Problem to work on
Extract each line of the records below that contains the word "woman", copying every such line in full.

Pointing dataset records:
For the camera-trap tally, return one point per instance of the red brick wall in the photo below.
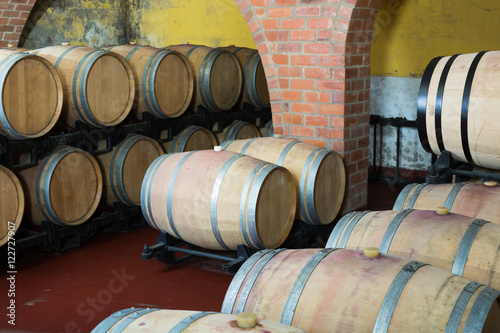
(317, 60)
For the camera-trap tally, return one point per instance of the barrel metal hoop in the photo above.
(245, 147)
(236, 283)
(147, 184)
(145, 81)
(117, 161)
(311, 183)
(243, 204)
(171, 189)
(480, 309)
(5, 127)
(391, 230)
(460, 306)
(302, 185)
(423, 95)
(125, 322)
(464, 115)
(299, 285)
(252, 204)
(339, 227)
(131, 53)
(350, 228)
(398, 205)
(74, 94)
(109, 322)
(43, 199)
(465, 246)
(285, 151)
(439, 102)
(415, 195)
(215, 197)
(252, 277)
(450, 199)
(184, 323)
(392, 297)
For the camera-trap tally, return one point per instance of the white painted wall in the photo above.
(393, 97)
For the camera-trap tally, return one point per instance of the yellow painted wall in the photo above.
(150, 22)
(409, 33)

--

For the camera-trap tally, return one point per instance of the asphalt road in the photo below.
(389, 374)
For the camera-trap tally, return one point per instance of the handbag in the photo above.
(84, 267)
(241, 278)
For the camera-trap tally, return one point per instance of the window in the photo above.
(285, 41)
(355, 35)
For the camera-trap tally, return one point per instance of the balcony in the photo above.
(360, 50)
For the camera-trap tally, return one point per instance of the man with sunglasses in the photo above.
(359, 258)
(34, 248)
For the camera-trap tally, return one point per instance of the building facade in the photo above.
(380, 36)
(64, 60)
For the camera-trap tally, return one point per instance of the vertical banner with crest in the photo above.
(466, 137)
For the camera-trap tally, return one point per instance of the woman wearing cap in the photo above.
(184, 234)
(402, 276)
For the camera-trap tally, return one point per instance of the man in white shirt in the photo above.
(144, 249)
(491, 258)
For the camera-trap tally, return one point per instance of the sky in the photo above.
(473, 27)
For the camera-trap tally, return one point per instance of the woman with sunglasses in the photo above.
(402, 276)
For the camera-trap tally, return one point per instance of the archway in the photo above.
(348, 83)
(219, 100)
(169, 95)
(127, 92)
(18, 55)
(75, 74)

Response to this exercise
For the camera-trap tally, return one point per instance of the woman wearing cap in the photo above.
For the camera-trap tally, return one point per instance of the woman with sunglasses in the photo above.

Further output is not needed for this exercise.